EXERCICE COURT 1>
Recopiez le passage de l'extrait qui va de « 3. ALORS EN » à « code du travail. ».

1. ALORS QUE, à la supposer établie, la violation de l'obligation de consultation préalable du CHSCT ne saurait être une cause de nullité de la décision de l'employeur, pas plus qu'elle n'entraîne l'inopposabilité de cette décision aux salariés ; qu'il résulte des constatations de l'arrêt attaqué que la mise en place du système de géolocalisation litigieux avait fait l'objet d'une information individuelle du salarié et d'une déclaration auprès de la CNIL, seules conditions de validité de son utilisation ; qu'en statuant comme elle l'a fait, la cour d'appel a fait une fausse application des dispositions de l'article L. 4612-8 du code du travail en vigueur au moment des faits ;

2. ALORS, AU SURPLUS, QU'il résulte des constatations de l'arrêt attaqué que la mise en place du système de géolocalisation litigieux avait fait l'objet d'une information préalable des salariés concernés - M. R... en ayant été informé par courrier du 9 octobre 2009 - ainsi que du comité d'entreprise ; qu'il est également constaté que ce mode de géolocalisation a fait l'objet d'une déclaration auprès de la CNIL ; qu'il en résulte que l'employeur pouvait y avoir recours et utiliser les informations ainsi recueillies pour établir la cause réelle et sérieuse de licenciement de M. R... ; qu'en statuant comme elle l'a fait, la cour d'appel a violé les dispositions des articles L. 1232-1 et L. 1235-1 du code du travail ;

3. ALORS EN TOUT ETAT DE CAUSE QUE l'utilisation d'un moyen de preuve illicite n'a pas d'incidence sur le litige dont l'issue repose sur des faits dont la réalité n'est contestée par aucune des parties ; qu'en jugeant que la circonstance que le salarié ait reconnu avoir fait un détour pour effectuer une opération auprès d'un client à son profit personnel et aux frais de l'entreprise est sans effet en raison de l'irrégularité du système de géolocalisation utilisé et que le licenciement doit en conséquence être jugé sans cause réelle et sérieuse, quand le système de géolocalisation mis en place permettait tout au plus de révéler un détour effectué par le salarié, mais non son motif et l'étendue de la faute du salarié, la cour d'appel a violé les dispositions de l'article L. 1235-1 du code du travail.

DONNÉES FOURNIES>
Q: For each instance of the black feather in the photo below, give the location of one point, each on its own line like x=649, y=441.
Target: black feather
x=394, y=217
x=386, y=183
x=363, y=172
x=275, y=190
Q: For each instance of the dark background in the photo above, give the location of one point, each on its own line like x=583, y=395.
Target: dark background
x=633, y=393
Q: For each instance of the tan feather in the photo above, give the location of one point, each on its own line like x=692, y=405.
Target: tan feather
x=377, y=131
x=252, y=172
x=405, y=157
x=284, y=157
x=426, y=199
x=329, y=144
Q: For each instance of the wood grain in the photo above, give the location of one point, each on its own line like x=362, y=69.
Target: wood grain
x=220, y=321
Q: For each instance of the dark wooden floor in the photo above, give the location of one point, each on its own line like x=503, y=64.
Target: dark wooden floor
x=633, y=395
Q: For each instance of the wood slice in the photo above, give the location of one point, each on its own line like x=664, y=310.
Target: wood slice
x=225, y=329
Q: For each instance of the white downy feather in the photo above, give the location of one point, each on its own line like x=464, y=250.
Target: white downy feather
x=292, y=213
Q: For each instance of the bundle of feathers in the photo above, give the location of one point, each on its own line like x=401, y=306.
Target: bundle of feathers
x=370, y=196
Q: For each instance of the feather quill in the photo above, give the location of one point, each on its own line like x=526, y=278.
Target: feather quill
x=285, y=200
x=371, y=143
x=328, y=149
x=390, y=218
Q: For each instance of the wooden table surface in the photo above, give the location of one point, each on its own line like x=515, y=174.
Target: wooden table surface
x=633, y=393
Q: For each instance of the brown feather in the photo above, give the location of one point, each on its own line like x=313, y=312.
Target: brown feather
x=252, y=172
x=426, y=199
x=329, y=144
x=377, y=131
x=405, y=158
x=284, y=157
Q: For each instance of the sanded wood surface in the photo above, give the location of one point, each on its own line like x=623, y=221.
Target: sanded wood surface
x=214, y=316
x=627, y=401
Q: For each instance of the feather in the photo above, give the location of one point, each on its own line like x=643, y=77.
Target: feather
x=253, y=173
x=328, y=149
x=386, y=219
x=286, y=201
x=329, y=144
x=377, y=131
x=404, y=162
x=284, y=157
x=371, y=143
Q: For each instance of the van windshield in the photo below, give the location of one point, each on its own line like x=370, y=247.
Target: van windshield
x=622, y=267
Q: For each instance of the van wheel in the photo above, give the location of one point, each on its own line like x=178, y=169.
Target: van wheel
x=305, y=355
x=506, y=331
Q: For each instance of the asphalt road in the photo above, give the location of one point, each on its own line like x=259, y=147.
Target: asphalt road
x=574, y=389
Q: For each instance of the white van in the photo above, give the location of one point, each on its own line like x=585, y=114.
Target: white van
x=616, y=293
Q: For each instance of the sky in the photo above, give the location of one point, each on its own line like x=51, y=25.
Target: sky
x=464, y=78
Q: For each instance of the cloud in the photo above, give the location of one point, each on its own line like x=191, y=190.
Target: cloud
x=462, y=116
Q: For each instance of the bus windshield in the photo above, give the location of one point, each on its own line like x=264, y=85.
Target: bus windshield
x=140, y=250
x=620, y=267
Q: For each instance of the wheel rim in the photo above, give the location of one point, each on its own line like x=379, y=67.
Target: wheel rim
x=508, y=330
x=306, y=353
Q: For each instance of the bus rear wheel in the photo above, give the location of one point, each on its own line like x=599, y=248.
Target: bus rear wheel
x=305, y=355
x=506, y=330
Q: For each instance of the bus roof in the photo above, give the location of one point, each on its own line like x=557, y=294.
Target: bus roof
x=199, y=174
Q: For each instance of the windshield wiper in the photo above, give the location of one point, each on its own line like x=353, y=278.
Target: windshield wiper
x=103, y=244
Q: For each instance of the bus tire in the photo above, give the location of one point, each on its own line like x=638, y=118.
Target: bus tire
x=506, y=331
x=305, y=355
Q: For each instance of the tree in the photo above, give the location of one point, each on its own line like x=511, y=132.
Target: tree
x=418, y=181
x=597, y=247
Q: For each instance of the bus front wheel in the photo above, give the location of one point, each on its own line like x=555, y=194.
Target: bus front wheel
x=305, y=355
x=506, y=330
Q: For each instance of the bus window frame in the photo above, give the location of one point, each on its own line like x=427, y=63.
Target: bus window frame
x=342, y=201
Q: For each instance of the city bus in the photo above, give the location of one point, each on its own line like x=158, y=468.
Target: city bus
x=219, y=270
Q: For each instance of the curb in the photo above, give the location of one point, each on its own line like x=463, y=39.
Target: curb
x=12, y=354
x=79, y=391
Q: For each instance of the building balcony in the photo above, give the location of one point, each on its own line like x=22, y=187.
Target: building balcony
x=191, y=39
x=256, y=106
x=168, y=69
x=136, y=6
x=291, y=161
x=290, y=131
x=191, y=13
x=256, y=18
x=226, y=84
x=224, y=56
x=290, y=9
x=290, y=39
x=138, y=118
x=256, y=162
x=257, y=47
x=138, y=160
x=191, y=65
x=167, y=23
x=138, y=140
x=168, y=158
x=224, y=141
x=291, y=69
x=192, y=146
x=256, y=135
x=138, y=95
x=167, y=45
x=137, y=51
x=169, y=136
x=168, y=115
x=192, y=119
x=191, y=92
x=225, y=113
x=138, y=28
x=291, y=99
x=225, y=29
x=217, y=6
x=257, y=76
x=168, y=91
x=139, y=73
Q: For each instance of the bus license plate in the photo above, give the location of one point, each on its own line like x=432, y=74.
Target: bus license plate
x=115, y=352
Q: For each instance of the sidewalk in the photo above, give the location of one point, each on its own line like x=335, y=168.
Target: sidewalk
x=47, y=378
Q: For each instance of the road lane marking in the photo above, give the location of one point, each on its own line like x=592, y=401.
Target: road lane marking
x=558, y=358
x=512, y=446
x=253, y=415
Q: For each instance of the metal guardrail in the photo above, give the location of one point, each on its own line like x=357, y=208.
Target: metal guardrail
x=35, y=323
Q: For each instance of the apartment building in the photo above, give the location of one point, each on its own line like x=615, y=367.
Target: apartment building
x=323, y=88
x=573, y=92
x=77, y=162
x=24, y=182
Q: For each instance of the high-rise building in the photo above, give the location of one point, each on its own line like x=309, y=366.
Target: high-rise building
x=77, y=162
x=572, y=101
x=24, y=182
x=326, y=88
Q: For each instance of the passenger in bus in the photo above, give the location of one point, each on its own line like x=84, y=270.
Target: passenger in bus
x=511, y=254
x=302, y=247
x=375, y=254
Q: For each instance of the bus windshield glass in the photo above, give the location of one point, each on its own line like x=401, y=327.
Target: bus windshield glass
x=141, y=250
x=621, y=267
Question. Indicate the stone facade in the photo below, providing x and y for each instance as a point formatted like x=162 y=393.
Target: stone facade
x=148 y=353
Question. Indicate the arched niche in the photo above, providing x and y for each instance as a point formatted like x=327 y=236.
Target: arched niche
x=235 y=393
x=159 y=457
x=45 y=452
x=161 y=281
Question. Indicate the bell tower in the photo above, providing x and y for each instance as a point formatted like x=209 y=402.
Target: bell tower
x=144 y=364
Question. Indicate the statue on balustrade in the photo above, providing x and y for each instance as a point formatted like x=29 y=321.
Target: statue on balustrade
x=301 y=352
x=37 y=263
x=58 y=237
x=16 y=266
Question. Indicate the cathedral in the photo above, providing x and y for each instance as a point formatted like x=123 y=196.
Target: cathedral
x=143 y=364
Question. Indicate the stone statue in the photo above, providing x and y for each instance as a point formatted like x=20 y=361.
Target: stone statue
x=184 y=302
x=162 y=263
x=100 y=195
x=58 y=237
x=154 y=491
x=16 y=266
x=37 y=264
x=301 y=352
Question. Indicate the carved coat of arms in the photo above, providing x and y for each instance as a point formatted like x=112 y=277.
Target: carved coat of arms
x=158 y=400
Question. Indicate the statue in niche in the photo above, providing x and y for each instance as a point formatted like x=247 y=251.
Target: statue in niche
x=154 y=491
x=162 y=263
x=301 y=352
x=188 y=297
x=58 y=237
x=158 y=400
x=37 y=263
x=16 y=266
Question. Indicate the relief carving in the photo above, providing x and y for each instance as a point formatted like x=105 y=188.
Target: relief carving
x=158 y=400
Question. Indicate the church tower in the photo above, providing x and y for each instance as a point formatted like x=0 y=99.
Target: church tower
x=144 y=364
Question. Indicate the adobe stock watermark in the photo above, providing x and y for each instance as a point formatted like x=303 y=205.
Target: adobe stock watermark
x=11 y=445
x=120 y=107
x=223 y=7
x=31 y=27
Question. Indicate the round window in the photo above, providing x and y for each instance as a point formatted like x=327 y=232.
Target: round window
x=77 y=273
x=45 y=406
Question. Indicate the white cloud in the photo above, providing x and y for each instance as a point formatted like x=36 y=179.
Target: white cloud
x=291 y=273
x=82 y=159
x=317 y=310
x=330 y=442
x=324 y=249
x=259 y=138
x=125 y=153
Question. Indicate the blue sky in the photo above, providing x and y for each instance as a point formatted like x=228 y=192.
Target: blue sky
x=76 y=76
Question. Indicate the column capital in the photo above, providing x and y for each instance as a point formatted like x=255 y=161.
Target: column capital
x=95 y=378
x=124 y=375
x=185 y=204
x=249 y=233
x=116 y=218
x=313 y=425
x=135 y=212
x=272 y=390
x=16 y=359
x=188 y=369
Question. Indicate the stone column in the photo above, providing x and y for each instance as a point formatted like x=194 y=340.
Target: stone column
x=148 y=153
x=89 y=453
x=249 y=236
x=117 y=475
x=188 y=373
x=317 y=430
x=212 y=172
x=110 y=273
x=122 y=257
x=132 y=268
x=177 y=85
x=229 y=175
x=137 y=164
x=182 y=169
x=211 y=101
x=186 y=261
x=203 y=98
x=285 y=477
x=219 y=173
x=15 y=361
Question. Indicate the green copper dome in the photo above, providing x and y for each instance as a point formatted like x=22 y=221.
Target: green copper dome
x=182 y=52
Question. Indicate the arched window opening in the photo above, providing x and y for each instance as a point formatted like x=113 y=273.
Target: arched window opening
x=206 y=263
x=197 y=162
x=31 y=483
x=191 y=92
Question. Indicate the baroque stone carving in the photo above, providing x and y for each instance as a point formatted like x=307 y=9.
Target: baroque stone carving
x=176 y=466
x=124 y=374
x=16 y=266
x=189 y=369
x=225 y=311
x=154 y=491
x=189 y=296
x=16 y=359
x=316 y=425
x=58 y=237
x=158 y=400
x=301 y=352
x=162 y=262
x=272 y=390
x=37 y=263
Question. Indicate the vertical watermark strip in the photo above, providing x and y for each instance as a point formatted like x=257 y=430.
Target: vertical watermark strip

EXERCICE COURT 2>
Réécrivez les lignes des données fournies, consignes comprises, depuis le début jusqu'à la ligne contenant « x=390, y=218 » incluse, en multipliant par 1,45 chaque coordonnée des réponses et en arrondissant à l'entier le plus proche, les demis vers le haut. Les nombres des consignes restent inchangés, et seules ces lignes doivent figurer dans la réponse.

RÉPONSE ATTENDUE 1>
3. ALORS EN TOUT ETAT DE CAUSE QUE l'utilisation d'un moyen de preuve illicite n'a pas d'incidence sur le litige dont l'issue repose sur des faits dont la réalité n'est contestée par aucune des parties ; qu'en jugeant que la circonstance que le salarié ait reconnu avoir fait un détour pour effectuer une opération auprès d'un client à son profit personnel et aux frais de l'entreprise est sans effet en raison de l'irrégularité du système de géolocalisation utilisé et que le licenciement doit en conséquence être jugé sans cause réelle et sérieuse, quand le système de géolocalisation mis en place permettait tout au plus de révéler un détour effectué par le salarié, mais non son motif et l'étendue de la faute du salarié, la cour d'appel a violé les dispositions de l'article L. 1235-1 du code du travail.

RÉPONSE ATTENDUE 2>
Q: For each instance of the black feather in the photo below, give the location of one point, each on its own line like x=649, y=441.
Target: black feather
x=571, y=315
x=560, y=265
x=526, y=249
x=399, y=276
Q: For each instance of the dark background in the photo above, give the location of one point, each on its own line like x=583, y=395.
Target: dark background
x=918, y=570
Q: For each instance of the tan feather in the photo above, give the location of one point, each on its own line like x=692, y=405.
Target: tan feather
x=547, y=190
x=365, y=249
x=587, y=228
x=412, y=228
x=618, y=289
x=477, y=209
Q: For each instance of the wood grain in the photo above, give the location of one point, each on its own line like x=362, y=69.
Target: wood grain
x=319, y=465
Q: For each instance of the dark wooden floor in the photo above, give the location of one point, each on its own line like x=503, y=64.
Target: dark wooden floor
x=918, y=573
Q: For each instance of the wood slice in the photo above, give the location of one point, each on its own line like x=664, y=310.
Target: wood slice
x=326, y=477
Q: For each instance of the white downy feather in the photo above, give the location of one point, each on its own line like x=464, y=250.
Target: white downy feather
x=423, y=309
Q: For each instance of the bundle of feathers in the photo above, give the location of one point, each on its own line like x=401, y=306.
Target: bundle of feathers
x=537, y=284
Q: For each instance of the feather quill in the photo above, give the location of one point, each on its own line like x=526, y=278.
Target: feather quill
x=413, y=290
x=538, y=207
x=476, y=216
x=566, y=316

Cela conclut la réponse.